§ **Aim of the task**
Reproduce the full listing below verbatim, keeping every line and character unchanged.

§ **Supplied records**
------------------------
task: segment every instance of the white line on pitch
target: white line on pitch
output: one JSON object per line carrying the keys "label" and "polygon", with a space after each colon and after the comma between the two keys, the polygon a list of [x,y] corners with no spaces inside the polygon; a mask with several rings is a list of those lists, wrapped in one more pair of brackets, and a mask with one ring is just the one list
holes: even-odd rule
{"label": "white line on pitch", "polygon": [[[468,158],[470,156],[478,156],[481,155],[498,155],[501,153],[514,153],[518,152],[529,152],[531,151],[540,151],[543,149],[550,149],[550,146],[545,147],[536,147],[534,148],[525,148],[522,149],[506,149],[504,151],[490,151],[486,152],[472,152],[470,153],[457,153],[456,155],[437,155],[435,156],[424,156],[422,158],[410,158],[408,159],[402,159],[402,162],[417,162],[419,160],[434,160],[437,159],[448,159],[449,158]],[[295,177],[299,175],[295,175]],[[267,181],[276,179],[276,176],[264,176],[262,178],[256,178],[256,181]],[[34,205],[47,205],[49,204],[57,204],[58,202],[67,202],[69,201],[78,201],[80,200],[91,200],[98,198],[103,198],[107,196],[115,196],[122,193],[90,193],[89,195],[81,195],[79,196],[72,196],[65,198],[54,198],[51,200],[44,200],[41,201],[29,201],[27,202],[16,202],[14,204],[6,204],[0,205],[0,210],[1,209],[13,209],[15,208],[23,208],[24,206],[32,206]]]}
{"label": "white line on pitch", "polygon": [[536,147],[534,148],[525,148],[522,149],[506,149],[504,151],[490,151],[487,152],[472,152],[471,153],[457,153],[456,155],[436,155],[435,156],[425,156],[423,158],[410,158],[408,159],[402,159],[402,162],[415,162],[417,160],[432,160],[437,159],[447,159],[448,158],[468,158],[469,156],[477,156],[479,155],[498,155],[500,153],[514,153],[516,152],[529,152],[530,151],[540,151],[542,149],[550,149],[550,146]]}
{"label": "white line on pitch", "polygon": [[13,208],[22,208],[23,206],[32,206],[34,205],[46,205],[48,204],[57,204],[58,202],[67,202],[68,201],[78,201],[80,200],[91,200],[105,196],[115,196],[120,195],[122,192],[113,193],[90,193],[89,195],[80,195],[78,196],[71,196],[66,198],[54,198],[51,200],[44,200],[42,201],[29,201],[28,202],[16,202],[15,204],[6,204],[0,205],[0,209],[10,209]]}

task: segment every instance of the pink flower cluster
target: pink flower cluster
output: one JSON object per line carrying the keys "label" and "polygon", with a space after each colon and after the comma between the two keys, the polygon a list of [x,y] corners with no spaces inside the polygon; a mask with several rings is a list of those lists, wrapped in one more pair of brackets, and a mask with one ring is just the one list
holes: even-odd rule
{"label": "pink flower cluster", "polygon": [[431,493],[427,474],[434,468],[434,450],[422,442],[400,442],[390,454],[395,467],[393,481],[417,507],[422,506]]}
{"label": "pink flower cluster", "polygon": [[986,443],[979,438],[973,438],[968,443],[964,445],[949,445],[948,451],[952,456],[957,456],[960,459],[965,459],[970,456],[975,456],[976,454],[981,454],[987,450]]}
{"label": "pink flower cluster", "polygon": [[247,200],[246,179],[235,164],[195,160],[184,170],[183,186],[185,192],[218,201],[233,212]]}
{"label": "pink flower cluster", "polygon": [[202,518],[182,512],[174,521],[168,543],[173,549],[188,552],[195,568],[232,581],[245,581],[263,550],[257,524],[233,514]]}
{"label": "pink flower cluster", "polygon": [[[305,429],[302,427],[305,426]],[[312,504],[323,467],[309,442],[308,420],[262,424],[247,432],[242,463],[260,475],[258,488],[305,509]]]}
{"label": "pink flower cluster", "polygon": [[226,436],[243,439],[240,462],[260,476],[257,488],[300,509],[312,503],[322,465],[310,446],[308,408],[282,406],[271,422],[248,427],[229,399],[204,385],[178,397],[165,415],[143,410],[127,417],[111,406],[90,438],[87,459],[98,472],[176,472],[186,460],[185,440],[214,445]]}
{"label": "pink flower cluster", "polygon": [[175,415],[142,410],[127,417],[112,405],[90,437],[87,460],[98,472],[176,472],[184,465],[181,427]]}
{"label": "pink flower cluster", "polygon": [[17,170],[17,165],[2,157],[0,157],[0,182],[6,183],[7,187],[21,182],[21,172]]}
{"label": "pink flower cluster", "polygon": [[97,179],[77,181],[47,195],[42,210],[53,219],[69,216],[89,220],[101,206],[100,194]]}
------------------------
§ **Exercise solution**
task: segment every instance of the white line on pitch
target: white line on pitch
output: one JSON object per line carrying the keys "label" and "polygon", with a space after each colon and after the comma between the two keys, the polygon a list of [x,y] corners with no spaces inside the polygon; a mask with several rings is a list of those lists, wrapped in one more pair of brackets, and a mask with one ring is just the one list
holes: even-odd rule
{"label": "white line on pitch", "polygon": [[[468,158],[470,156],[478,156],[481,155],[498,155],[501,153],[514,153],[518,152],[529,152],[531,151],[540,151],[543,149],[550,149],[550,146],[545,147],[536,147],[534,148],[525,148],[522,149],[506,149],[504,151],[490,151],[486,152],[472,152],[470,153],[457,153],[456,155],[437,155],[435,156],[424,156],[422,158],[410,158],[408,159],[402,159],[402,162],[417,162],[419,160],[434,160],[437,159],[448,159],[449,158]],[[295,177],[299,175],[295,175]],[[267,181],[276,179],[276,176],[264,176],[262,178],[256,178],[256,181]],[[34,205],[47,205],[49,204],[57,204],[58,202],[67,202],[69,201],[78,201],[80,200],[91,200],[98,198],[103,198],[107,196],[115,196],[122,193],[90,193],[89,195],[81,195],[79,196],[72,196],[65,198],[54,198],[51,200],[44,200],[41,201],[29,201],[27,202],[16,202],[14,204],[6,204],[0,205],[0,210],[1,209],[13,209],[15,208],[23,208],[24,206],[32,206]]]}
{"label": "white line on pitch", "polygon": [[536,147],[534,148],[525,148],[522,149],[506,149],[504,151],[490,151],[487,152],[472,152],[471,153],[457,153],[456,155],[436,155],[435,156],[425,156],[423,158],[410,158],[408,159],[402,159],[402,162],[415,162],[417,160],[432,160],[437,159],[447,159],[448,158],[468,158],[469,156],[477,156],[479,155],[498,155],[500,153],[514,153],[516,152],[529,152],[530,151],[540,151],[542,149],[550,149],[550,146]]}
{"label": "white line on pitch", "polygon": [[13,208],[22,208],[23,206],[32,206],[34,205],[46,205],[48,204],[57,204],[58,202],[67,202],[68,201],[78,201],[80,200],[91,200],[105,196],[115,196],[120,195],[122,192],[113,193],[90,193],[89,195],[80,195],[78,196],[71,196],[66,198],[54,198],[51,200],[44,200],[42,201],[29,201],[28,202],[16,202],[15,204],[6,204],[0,205],[0,209],[10,209]]}

task: segment every instance of the pink flower cluster
target: pink flower cluster
output: one JSON object per line carrying the keys "label" and "polygon", with a space after each colon and after the comma between the two keys, the polygon a list of [x,y] corners with no spaces inside the polygon; a mask with several rings is a list of those lists, wrapped in one more pair of brackets, and a mask with one ring is just the one list
holes: even-odd rule
{"label": "pink flower cluster", "polygon": [[431,493],[427,474],[434,468],[434,450],[422,442],[400,442],[390,454],[395,467],[393,481],[417,507],[422,506]]}
{"label": "pink flower cluster", "polygon": [[986,443],[979,438],[973,438],[968,443],[964,445],[949,445],[948,451],[952,456],[957,456],[960,459],[965,459],[970,456],[975,456],[976,454],[981,454],[987,450]]}
{"label": "pink flower cluster", "polygon": [[247,200],[246,179],[235,164],[195,160],[184,170],[183,186],[185,192],[218,201],[233,212]]}
{"label": "pink flower cluster", "polygon": [[202,518],[182,512],[174,521],[168,543],[173,549],[188,552],[195,568],[232,581],[245,581],[263,550],[257,524],[233,514]]}
{"label": "pink flower cluster", "polygon": [[[305,429],[302,427],[305,426]],[[312,504],[323,467],[309,442],[308,420],[262,424],[247,432],[242,463],[260,475],[258,488],[305,509]]]}
{"label": "pink flower cluster", "polygon": [[226,436],[243,439],[240,462],[260,476],[257,488],[300,509],[312,503],[322,465],[310,446],[308,408],[282,406],[271,422],[248,427],[229,399],[204,385],[178,397],[165,415],[143,410],[127,417],[111,406],[90,438],[87,459],[98,472],[176,472],[186,460],[185,440],[214,445]]}
{"label": "pink flower cluster", "polygon": [[175,415],[142,410],[127,417],[112,405],[90,437],[87,460],[98,472],[176,472],[184,465],[181,427]]}
{"label": "pink flower cluster", "polygon": [[17,170],[17,165],[2,157],[0,157],[0,182],[6,183],[7,187],[21,182],[21,172]]}
{"label": "pink flower cluster", "polygon": [[97,179],[77,181],[47,195],[42,210],[53,219],[69,216],[89,220],[101,206],[100,194]]}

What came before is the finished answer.